- [YOUR INSTRUCTIONS]: Rewrite the entries below, replacing "Provide the bounding box" with "Give the bounding box" everywhere it occurs and leaving all other text as is.

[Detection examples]
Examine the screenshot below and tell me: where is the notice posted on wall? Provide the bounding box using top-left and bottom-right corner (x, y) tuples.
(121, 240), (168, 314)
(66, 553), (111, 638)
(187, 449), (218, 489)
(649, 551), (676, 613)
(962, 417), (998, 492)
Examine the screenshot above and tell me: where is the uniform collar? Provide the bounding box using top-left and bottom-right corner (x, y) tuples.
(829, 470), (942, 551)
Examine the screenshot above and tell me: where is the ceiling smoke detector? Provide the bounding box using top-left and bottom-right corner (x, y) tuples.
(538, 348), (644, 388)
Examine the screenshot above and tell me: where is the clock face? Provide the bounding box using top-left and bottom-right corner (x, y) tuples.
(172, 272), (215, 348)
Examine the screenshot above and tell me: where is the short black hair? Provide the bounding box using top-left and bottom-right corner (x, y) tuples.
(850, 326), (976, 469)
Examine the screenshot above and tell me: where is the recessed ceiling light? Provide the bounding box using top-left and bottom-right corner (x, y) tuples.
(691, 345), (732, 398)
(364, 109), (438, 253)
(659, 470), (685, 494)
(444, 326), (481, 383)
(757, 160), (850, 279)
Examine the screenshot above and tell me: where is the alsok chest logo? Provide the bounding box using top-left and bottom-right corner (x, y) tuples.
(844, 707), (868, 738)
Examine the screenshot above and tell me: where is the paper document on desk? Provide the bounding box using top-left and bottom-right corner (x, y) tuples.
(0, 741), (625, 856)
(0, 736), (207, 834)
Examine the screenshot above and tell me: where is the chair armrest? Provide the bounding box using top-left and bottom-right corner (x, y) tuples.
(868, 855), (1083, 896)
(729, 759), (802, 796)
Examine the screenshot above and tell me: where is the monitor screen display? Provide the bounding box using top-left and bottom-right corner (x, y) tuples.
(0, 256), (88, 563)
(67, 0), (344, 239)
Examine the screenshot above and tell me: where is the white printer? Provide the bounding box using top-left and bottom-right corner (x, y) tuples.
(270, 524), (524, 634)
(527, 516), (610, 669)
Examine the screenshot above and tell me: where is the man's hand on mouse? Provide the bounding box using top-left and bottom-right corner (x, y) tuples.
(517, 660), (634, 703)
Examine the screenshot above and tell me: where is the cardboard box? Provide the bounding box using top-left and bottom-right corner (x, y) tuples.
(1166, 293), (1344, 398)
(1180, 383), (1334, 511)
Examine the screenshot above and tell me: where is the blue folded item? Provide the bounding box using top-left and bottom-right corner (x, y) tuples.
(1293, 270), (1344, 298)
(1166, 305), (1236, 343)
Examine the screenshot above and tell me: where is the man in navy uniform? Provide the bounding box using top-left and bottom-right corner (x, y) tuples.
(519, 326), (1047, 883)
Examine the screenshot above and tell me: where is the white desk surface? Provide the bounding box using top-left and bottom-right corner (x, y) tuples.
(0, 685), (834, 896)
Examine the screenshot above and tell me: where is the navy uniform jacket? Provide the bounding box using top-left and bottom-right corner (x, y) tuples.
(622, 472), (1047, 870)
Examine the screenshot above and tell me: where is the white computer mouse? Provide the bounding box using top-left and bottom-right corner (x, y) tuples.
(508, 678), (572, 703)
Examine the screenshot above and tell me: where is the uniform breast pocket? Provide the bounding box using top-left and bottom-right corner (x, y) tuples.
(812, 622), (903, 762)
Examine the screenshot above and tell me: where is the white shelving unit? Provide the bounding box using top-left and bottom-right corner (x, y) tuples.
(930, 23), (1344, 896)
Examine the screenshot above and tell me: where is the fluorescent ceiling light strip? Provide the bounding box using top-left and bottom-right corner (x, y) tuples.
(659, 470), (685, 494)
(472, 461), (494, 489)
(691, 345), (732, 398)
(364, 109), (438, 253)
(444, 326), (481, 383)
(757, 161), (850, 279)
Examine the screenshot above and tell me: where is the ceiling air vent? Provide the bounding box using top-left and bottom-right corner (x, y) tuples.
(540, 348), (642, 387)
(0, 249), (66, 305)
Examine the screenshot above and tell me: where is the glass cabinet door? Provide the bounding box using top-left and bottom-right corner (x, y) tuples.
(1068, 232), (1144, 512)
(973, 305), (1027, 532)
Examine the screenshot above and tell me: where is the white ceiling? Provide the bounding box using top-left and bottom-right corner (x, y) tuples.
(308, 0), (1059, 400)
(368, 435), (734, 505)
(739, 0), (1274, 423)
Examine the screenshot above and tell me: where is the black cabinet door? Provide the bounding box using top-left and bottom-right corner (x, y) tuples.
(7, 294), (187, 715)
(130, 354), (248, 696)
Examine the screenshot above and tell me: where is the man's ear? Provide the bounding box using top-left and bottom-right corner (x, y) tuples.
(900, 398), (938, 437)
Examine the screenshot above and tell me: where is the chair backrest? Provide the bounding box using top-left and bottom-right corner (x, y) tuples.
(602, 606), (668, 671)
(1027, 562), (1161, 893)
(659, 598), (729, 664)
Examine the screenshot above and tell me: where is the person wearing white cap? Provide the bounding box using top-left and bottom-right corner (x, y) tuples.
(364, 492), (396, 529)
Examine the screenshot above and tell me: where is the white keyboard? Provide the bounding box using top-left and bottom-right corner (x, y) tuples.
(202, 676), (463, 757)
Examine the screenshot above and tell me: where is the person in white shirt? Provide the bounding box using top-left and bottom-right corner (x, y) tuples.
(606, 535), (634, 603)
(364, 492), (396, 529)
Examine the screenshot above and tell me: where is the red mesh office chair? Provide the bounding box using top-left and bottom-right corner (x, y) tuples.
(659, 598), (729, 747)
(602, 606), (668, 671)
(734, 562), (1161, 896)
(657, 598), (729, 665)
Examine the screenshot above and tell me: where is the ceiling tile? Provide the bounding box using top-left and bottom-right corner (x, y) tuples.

- [TASK RESPONSE]:
Examine the screenshot below and tell me: where is the notice posted on wall? Give the bounding box using top-left and bottom-right corner (x, y) tuples.
(121, 240), (168, 314)
(66, 553), (111, 638)
(187, 449), (218, 489)
(649, 551), (676, 613)
(962, 417), (998, 492)
Examine the screenshot above and tell me: where is the uniform collar? Give the bounding box using top-left and bottom-right corner (x, y) tuples.
(829, 470), (942, 551)
Examine the screenshot above and tell me: where is the ceiling smoke detector? Give the bounding box using top-left and bottom-right corner (x, y) tuples.
(538, 348), (644, 388)
Examine the screenshot above and tell me: where is the clock face? Give the bounding box using top-left and bottom-right corner (x, y) tuples.
(172, 272), (215, 348)
Examine the screenshot above and tell me: where is the short black hair? Give the bounding box using top-left and bottom-right corner (x, y) tuples.
(850, 326), (976, 469)
Examine the screenshot above and tell me: where is the recessed ceiling light? Give the bounding box using top-left and bottom-right corner (x, y) tuples.
(691, 345), (732, 398)
(364, 109), (438, 253)
(659, 470), (685, 494)
(444, 326), (481, 383)
(757, 160), (850, 279)
Examine the screenshot above and tell me: where is the alsok chest logo? Give the bounding box using top-left and bottom-right corner (x, y) tuples.
(844, 707), (868, 738)
Examine the screenshot above and tell me: where is the paper document on desk? Give the bounding box using top-left and bottom-right corner (x, y) tuples.
(0, 741), (625, 856)
(0, 736), (207, 834)
Examine the screenshot above and tell me: where is the chair armrest? Give the bounding box using top-left and bottom-right corner (x, y) tuples.
(868, 855), (1083, 896)
(729, 759), (802, 796)
Examine the screenshot above and tell me: where is the monitor screen display? Give the bounding box using top-left and bottom-right corner (x, y) tuples.
(0, 256), (88, 563)
(67, 0), (344, 239)
Examine the screenshot above and tell me: where is the white printer? Give the bounding box using top-left and bottom-right corner (x, y) tuples.
(270, 524), (524, 634)
(527, 516), (610, 669)
Examine the screenshot above and tell me: where is the man's hand on mouse? Give the bounding box using top-left and bottom-right corner (x, y) tuples.
(517, 660), (634, 703)
Examine the screenshot above and tell me: where is the cardboard box? Give the bounding box using top-left and bottom-right corner (x, y) tuples.
(1166, 293), (1344, 398)
(1180, 383), (1334, 511)
Examine the screenshot above and tell me: where is the blue folded item? Give the bounding box using top-left and bottom-right corner (x, y) tuples.
(1293, 270), (1344, 298)
(1166, 305), (1236, 343)
Examine the screenshot above and tell me: where is the man in navy uniform? Give the bounding box using top-left and bottom-right corner (x, y) tuples.
(519, 326), (1047, 883)
Examine the screenshot above and tell me: where is the white desk surface? Give the bounding box using top-left and bottom-right corner (x, y) tuples.
(0, 685), (834, 896)
Examine the screenshot above and tell me: where is the navy uniform jacket? Give the bounding box using top-left and bottom-right corner (x, y) tuples.
(622, 472), (1047, 870)
Examine the screenshot above and tell me: where is the white computer mouse? Give the bounding box using top-left and bottom-right corner (x, y) tuples.
(508, 678), (572, 703)
Examine the screenshot above and tell me: where is the uniform breast pocket? Give the bounding box using top-left and bottom-right corner (x, y) tuples.
(812, 622), (903, 762)
Examine the screenshot above and tell me: where is the white shelving unit? Give the bounding box using top-left and bottom-right corner (x, y) tuples.
(930, 23), (1344, 896)
Examine the screenshot above and tell me: where is the fluorescent ceiling light strip? Give the bounding box using top-left and bottom-right corner (x, y) tuples.
(659, 470), (685, 494)
(472, 461), (494, 489)
(691, 345), (732, 398)
(364, 109), (438, 253)
(444, 326), (481, 383)
(757, 161), (850, 279)
Examine the screenshot above and tell me: where is the ceiling air vent? Give the bounding box using top-left and bottom-right corner (x, y) tuples.
(540, 348), (642, 387)
(0, 249), (66, 305)
Examine the screenshot above and tell me: where is the glass cabinet door? Give the bounding box using top-left and bottom-right corner (x, y) tuples.
(1068, 232), (1144, 512)
(973, 305), (1027, 532)
Examine the screenshot above and tell me: where is the white ceiling? Give the bounding box using top-left and bottom-right corner (x, y) tuples.
(308, 0), (1059, 400)
(368, 435), (734, 505)
(739, 0), (1274, 423)
Examine the screenshot above and tell me: where is the black cabinet door? Give the bounding box using top-left and bottom-right corner (x, y) tuples.
(7, 294), (187, 715)
(130, 354), (248, 696)
Examine the screenshot above and tell me: where is the man's ear? Give the bounding box using top-left and bottom-right corner (x, y) tuples.
(900, 398), (938, 437)
Examine the screenshot above and tell me: where is the chair backrest? Give the bounding box using top-left and bottom-right corner (x, y) tuples.
(602, 606), (668, 671)
(1027, 562), (1161, 893)
(659, 598), (729, 664)
Examine the screenshot above and tell me: where is the person wearing white cap? Give the bounding box using top-left and bottom-right corner (x, y) tuples.
(364, 492), (396, 529)
Examine the screenshot above and tell me: where is the white keyboard? Give the bounding box using top-left and bottom-right corner (x, y) tuples.
(202, 676), (463, 757)
Examine the screenshot above and tell me: where is the person in white shirt? Give the bounding box using top-left and bottom-right corner (x, y) tuples.
(606, 535), (634, 603)
(364, 492), (396, 529)
Examine the screenshot above and tell me: where is the red mesh office chair? Give the bounding box using top-left and bottom-right corner (x, y) tuples.
(659, 598), (729, 747)
(602, 606), (668, 671)
(734, 562), (1161, 896)
(657, 598), (729, 665)
Examine the screenshot above and tell me: where is the ceiling tile? Give the bounding box using top-left and bottom-right corner (x, y) tuples.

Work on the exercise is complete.